Photo-based referring expression data
*****

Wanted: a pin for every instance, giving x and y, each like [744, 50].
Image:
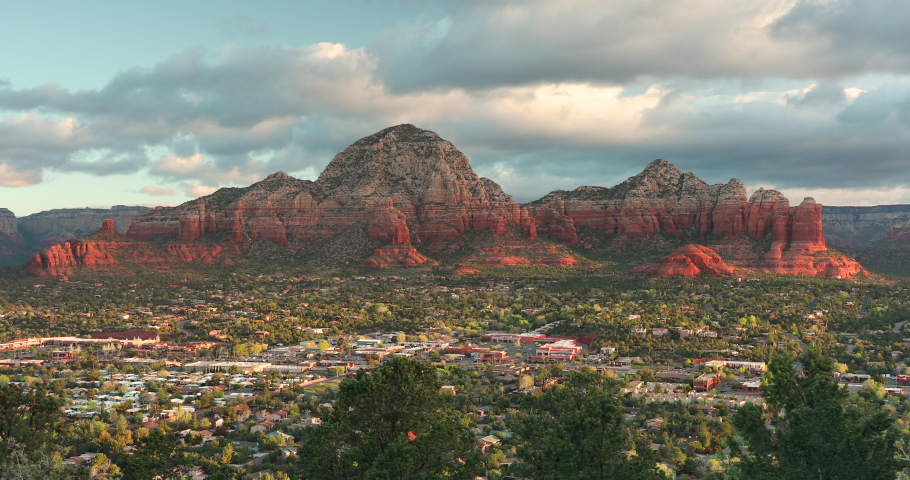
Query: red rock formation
[61, 259]
[898, 233]
[838, 242]
[407, 186]
[462, 269]
[399, 255]
[107, 227]
[689, 261]
[662, 200]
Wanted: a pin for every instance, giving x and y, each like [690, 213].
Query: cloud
[10, 176]
[197, 189]
[242, 25]
[156, 191]
[539, 94]
[479, 45]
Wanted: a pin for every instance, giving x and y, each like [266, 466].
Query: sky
[156, 103]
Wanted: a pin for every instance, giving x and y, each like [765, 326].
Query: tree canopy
[391, 423]
[578, 431]
[816, 431]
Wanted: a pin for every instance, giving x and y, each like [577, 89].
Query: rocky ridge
[662, 200]
[12, 245]
[403, 185]
[856, 227]
[404, 195]
[689, 260]
[21, 237]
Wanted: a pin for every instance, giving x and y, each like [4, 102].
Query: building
[706, 382]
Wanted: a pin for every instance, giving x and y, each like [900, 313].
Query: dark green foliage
[29, 417]
[158, 457]
[816, 432]
[390, 423]
[577, 431]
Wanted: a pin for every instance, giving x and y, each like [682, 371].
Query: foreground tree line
[394, 423]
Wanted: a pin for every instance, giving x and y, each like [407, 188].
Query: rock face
[854, 227]
[662, 200]
[898, 233]
[403, 185]
[69, 223]
[106, 248]
[22, 237]
[404, 195]
[12, 245]
[689, 261]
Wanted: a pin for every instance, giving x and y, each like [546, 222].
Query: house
[263, 427]
[706, 382]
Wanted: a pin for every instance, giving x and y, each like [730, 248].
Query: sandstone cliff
[12, 245]
[403, 186]
[854, 227]
[761, 232]
[108, 249]
[689, 260]
[58, 225]
[404, 196]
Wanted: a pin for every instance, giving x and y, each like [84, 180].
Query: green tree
[29, 418]
[577, 430]
[816, 431]
[389, 423]
[158, 457]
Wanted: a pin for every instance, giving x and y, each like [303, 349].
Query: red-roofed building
[131, 337]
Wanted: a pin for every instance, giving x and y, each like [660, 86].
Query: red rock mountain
[404, 194]
[400, 187]
[11, 241]
[689, 260]
[662, 200]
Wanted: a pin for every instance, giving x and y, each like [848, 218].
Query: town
[245, 367]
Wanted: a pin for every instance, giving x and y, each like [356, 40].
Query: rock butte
[405, 190]
[689, 260]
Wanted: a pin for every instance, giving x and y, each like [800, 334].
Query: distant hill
[25, 236]
[404, 196]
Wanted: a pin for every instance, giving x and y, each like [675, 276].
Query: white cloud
[156, 191]
[12, 177]
[197, 189]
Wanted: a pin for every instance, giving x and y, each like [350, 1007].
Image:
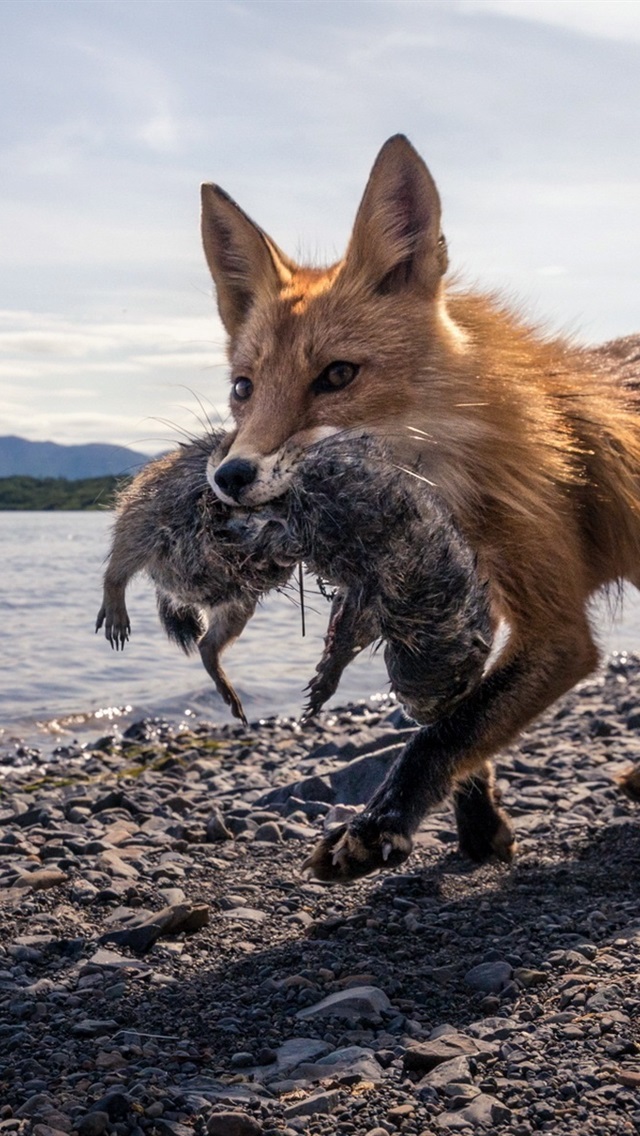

*****

▸ Aim of the task: Only lines belong in the copy: transcribe those from the start of the data through the line that contains "like [266, 466].", and skip the pictures.

▸ Solution below:
Wanted: a pin for every instance, giving x and y, each like [744, 50].
Image:
Query: red rock formation
[61, 259]
[898, 233]
[838, 242]
[407, 186]
[462, 269]
[399, 255]
[107, 227]
[689, 261]
[662, 200]
Wanted: a pin for every instance, giving x and y, each like [690, 213].
Query: cloud
[10, 176]
[197, 189]
[242, 25]
[156, 191]
[539, 94]
[479, 45]
Wanted: a pin for every instance, giving x and y, each like [266, 466].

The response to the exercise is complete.